GIVEN RECORDS:
++++++++

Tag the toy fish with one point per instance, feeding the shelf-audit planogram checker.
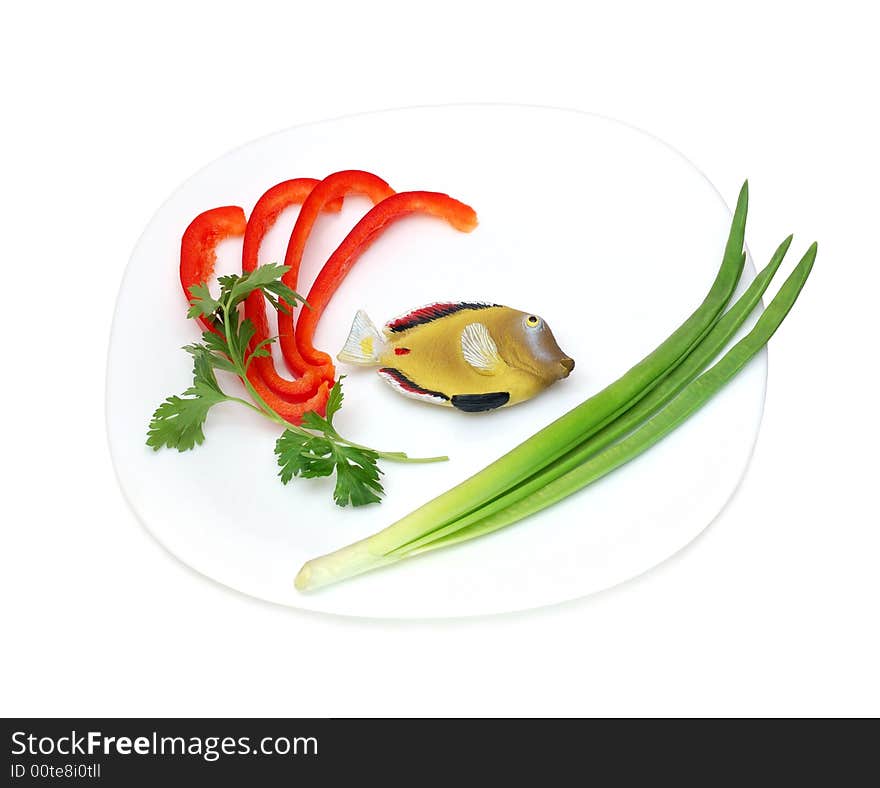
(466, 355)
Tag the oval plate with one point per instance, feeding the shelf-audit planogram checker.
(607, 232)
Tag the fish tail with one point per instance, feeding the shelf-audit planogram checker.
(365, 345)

++++++++

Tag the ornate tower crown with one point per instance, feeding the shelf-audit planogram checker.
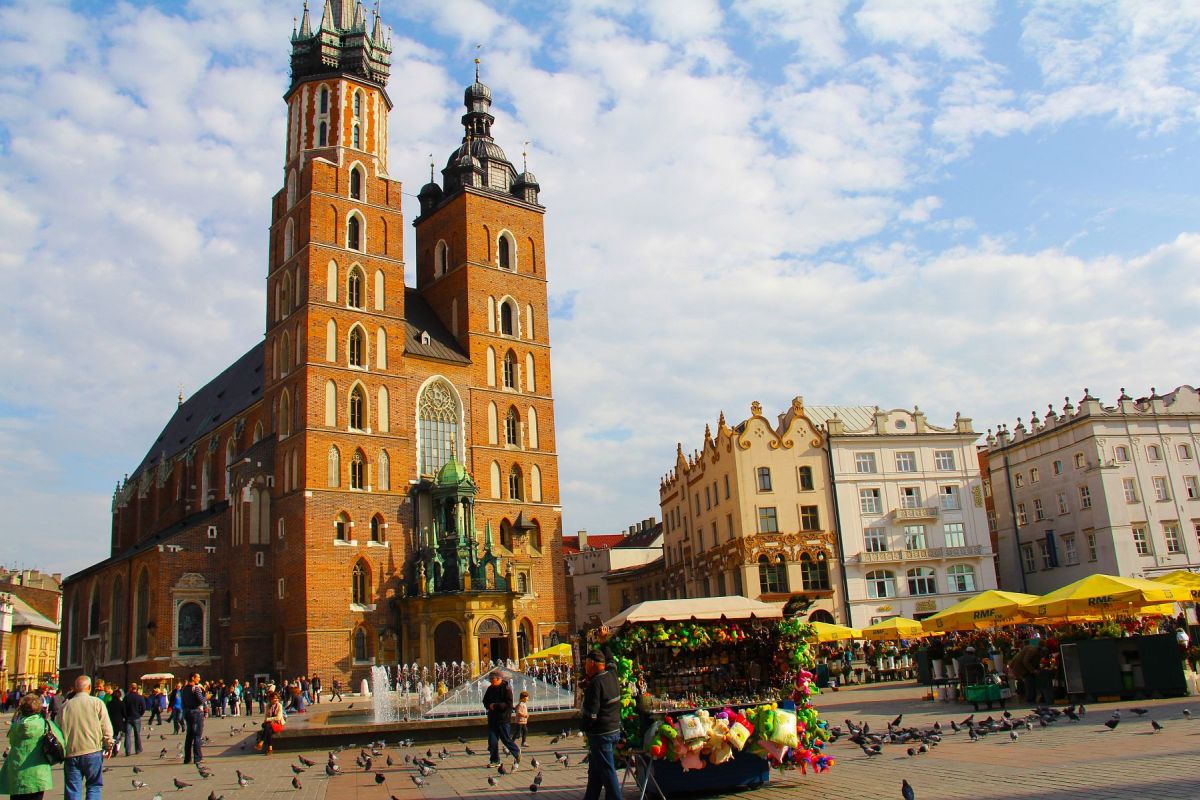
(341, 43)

++++++++

EXERCISE DIRECTIONS:
Extract every line from the entries above that contains the string "shelf", reproducing each such line without alteration.

SOLUTION TO THE EXERCISE:
Tag the toy fish with one point per instance, feeding the shelf-audit planogram checker.
Tag the oval plate with one point per instance, feeding the shelf-audit planogram checker.
Tag the fish tail with one point per instance, feeding the shelf-audit planogram checker.
Tag the ornate tower crown with one point per instance, feeding the shelf-audit planogram checker.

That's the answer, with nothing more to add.